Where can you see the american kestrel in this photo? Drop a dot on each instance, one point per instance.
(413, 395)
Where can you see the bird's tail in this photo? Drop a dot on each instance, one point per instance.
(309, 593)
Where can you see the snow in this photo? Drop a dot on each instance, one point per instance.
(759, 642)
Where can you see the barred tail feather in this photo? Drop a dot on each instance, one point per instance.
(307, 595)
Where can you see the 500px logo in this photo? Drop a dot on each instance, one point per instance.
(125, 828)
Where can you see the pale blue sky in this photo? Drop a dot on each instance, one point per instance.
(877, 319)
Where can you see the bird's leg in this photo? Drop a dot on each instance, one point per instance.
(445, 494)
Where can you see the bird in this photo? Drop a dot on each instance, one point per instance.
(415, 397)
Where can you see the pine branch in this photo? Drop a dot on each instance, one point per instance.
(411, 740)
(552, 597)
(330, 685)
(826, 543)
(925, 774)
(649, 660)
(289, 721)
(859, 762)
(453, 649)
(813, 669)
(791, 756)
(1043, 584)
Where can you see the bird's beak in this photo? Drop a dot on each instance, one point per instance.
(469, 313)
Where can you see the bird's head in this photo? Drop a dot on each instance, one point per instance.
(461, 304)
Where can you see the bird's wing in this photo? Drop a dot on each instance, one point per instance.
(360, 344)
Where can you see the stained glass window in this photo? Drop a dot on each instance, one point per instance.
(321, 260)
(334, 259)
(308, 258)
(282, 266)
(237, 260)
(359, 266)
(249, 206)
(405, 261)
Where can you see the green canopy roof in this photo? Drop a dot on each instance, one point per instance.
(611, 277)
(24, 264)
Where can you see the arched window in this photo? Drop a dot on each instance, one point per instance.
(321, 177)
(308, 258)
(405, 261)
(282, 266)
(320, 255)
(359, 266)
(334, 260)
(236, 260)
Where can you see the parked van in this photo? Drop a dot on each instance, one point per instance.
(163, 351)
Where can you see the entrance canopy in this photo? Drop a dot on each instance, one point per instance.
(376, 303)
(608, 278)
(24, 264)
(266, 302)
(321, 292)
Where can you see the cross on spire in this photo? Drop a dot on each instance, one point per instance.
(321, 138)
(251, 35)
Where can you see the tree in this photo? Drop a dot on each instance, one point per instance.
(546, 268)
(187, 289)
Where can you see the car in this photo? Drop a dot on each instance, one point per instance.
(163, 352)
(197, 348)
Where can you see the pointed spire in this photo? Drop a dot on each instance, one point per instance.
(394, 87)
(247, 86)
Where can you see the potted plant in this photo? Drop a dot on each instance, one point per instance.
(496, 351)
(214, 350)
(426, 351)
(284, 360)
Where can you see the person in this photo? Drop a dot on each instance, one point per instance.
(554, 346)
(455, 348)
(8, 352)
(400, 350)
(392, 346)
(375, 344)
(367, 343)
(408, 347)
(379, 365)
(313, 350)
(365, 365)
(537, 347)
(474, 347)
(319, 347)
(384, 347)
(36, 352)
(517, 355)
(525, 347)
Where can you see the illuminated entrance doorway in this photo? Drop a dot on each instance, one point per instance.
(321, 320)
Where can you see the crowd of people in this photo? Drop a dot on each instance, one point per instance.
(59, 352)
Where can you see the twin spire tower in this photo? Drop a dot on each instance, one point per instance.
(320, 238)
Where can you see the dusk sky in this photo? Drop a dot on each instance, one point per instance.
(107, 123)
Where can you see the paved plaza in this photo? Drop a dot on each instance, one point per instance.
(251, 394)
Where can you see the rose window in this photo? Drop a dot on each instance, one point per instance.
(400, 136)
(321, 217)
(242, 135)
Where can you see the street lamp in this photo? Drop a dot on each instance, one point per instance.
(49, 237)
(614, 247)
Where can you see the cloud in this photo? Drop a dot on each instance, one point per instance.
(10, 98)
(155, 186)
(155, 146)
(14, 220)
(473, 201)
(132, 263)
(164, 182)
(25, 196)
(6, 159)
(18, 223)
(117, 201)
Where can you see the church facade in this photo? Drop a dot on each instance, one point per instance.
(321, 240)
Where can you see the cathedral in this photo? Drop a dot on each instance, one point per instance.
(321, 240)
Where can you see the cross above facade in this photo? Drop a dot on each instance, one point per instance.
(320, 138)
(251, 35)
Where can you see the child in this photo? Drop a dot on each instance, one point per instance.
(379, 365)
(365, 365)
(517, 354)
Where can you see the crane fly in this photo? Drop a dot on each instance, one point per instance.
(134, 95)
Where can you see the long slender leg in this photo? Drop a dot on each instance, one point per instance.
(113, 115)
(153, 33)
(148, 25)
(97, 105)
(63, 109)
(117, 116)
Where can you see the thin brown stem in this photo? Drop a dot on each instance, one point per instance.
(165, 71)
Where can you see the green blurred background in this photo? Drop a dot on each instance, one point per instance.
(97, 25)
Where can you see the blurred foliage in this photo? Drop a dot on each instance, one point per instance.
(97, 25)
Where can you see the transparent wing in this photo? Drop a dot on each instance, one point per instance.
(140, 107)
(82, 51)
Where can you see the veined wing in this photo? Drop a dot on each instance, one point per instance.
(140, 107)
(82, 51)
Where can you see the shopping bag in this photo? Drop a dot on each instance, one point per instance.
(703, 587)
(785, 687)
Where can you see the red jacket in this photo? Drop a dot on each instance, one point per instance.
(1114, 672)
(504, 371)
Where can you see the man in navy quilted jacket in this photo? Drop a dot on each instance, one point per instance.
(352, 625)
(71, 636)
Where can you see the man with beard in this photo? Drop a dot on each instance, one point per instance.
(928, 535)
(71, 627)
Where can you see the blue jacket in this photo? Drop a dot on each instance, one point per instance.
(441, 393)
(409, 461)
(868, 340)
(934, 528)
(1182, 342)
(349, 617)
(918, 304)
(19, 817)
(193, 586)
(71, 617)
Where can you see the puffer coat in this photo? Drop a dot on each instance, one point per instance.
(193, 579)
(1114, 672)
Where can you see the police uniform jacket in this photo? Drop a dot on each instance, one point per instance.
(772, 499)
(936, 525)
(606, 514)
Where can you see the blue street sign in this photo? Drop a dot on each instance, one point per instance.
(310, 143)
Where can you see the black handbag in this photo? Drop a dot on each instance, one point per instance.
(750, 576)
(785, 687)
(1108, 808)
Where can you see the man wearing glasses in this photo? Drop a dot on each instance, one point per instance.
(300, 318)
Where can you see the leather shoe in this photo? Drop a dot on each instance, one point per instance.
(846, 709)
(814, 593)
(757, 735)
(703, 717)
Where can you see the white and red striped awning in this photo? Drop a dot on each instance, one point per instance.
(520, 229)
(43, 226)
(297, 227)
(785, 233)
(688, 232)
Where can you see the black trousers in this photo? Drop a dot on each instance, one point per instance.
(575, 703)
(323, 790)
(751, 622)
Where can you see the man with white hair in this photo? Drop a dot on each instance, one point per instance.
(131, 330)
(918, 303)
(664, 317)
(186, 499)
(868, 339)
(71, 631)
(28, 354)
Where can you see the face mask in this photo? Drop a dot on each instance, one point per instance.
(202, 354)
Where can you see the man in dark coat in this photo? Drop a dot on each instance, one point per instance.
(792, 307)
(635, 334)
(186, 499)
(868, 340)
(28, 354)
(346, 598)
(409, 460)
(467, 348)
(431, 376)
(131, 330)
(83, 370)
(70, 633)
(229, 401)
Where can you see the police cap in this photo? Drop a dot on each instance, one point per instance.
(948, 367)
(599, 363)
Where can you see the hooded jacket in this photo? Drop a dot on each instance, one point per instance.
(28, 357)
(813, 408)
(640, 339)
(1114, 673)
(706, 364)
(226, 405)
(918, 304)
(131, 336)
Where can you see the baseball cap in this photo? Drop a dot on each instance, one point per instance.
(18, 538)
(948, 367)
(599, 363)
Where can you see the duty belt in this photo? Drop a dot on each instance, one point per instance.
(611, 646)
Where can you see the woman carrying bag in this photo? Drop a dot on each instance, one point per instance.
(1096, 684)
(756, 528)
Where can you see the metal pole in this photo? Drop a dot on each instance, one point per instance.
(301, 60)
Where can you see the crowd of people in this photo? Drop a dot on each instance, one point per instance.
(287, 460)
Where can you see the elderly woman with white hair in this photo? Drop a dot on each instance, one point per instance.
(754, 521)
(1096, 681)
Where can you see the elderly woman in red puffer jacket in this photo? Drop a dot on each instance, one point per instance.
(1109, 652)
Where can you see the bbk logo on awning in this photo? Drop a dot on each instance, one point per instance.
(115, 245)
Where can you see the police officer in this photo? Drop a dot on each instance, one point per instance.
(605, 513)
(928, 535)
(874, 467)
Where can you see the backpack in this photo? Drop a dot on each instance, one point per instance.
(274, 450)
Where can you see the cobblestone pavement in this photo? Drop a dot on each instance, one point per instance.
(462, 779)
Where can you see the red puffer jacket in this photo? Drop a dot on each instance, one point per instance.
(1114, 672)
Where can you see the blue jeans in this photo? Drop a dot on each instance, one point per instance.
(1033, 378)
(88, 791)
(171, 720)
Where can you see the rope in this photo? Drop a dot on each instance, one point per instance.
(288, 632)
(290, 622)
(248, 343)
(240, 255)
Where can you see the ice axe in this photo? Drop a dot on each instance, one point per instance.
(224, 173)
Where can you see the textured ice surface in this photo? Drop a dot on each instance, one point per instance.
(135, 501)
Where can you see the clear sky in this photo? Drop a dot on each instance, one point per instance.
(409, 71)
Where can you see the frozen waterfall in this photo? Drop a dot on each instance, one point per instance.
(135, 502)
☆ ☆ ☆ ☆
> **EXERCISE**
Exactly and only the lines from the line containing "Where can you see the clear" through the last line of the entries should be copied, both ends included.

> **SOLUTION FOR THIS PROBLEM**
Where can you see the clear sky in this photo? Drop a dot on each instance, one point per instance.
(409, 71)
Where can you see the frozen waterfall in this photo? Drop a dot on each instance, one point per instance.
(135, 502)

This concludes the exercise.